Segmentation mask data
[Start of section]

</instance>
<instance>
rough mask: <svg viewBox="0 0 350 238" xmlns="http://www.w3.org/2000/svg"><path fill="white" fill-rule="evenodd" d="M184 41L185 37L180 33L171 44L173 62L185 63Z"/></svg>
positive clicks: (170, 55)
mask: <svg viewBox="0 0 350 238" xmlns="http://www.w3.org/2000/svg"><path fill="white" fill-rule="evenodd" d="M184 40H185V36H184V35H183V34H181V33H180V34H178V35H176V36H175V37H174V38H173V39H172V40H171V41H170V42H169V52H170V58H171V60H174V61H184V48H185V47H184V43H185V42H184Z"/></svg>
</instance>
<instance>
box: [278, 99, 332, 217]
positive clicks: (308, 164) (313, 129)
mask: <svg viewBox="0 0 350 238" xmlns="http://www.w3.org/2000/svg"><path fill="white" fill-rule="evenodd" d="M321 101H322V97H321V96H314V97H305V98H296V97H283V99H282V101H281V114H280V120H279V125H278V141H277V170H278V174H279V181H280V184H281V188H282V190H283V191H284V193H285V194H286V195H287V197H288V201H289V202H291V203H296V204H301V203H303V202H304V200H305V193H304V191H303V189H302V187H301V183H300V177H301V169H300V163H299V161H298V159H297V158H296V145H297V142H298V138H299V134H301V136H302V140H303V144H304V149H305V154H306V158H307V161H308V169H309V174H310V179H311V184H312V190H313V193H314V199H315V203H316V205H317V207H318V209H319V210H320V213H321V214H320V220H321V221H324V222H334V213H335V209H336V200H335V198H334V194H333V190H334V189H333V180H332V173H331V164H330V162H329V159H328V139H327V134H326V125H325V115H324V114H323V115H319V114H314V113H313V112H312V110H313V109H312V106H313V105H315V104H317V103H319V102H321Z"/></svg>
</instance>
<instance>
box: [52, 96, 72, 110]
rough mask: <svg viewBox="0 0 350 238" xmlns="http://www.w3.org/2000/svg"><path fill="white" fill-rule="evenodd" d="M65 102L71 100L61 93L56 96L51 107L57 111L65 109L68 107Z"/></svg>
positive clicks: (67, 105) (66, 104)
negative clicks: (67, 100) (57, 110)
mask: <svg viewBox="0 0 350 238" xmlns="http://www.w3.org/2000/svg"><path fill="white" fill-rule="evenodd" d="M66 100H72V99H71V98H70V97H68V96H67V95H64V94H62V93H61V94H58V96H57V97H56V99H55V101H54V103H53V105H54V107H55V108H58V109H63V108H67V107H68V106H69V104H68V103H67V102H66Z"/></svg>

[End of section]

*WHAT NEEDS TO BE DONE*: Reproduce the lines of all the entries above without any changes.

*WRITTEN ANSWER*:
</instance>
<instance>
rough mask: <svg viewBox="0 0 350 238" xmlns="http://www.w3.org/2000/svg"><path fill="white" fill-rule="evenodd" d="M184 41L185 37L180 33L171 44L173 62L185 63Z"/></svg>
positive clicks: (170, 55)
mask: <svg viewBox="0 0 350 238" xmlns="http://www.w3.org/2000/svg"><path fill="white" fill-rule="evenodd" d="M184 40H185V36H184V35H183V34H181V33H180V34H178V35H176V36H175V37H174V38H173V39H172V40H171V41H170V42H169V52H170V58H171V60H174V61H184V48H185V47H184V43H185V42H184Z"/></svg>
</instance>
<instance>
box: [278, 99, 332, 217]
positive clicks: (308, 164) (313, 129)
mask: <svg viewBox="0 0 350 238" xmlns="http://www.w3.org/2000/svg"><path fill="white" fill-rule="evenodd" d="M321 101H322V97H321V96H314V97H305V98H296V97H283V99H282V101H281V114H280V120H279V125H278V141H277V170H278V174H279V181H280V184H281V188H282V190H283V191H284V193H285V194H286V195H287V197H288V201H289V202H291V203H296V204H301V203H303V202H304V200H305V193H304V191H303V189H302V187H301V183H300V177H301V169H300V163H299V161H298V159H297V158H296V145H297V142H298V138H299V134H301V136H302V140H303V144H304V149H305V154H306V158H307V161H308V169H309V174H310V179H311V184H312V190H313V193H314V199H315V203H316V205H317V207H318V209H319V210H320V213H321V214H320V220H321V221H324V222H334V213H335V209H336V200H335V198H334V194H333V190H334V189H333V180H332V173H331V164H330V162H329V159H328V139H327V134H326V125H325V115H324V114H323V115H319V114H314V113H313V112H312V110H313V109H312V106H313V105H315V104H317V103H319V102H321Z"/></svg>
</instance>
<instance>
box: [52, 96, 72, 110]
rough mask: <svg viewBox="0 0 350 238" xmlns="http://www.w3.org/2000/svg"><path fill="white" fill-rule="evenodd" d="M65 102L71 100L61 93L56 96L51 107L57 111L65 109L68 107Z"/></svg>
positive clicks: (67, 105) (66, 104)
negative clicks: (67, 100) (57, 110)
mask: <svg viewBox="0 0 350 238" xmlns="http://www.w3.org/2000/svg"><path fill="white" fill-rule="evenodd" d="M66 100H72V99H71V98H70V97H68V96H67V95H64V94H62V93H61V94H58V96H57V97H56V99H55V101H54V103H53V105H54V107H55V108H58V109H63V108H67V107H68V106H69V104H68V103H67V102H66Z"/></svg>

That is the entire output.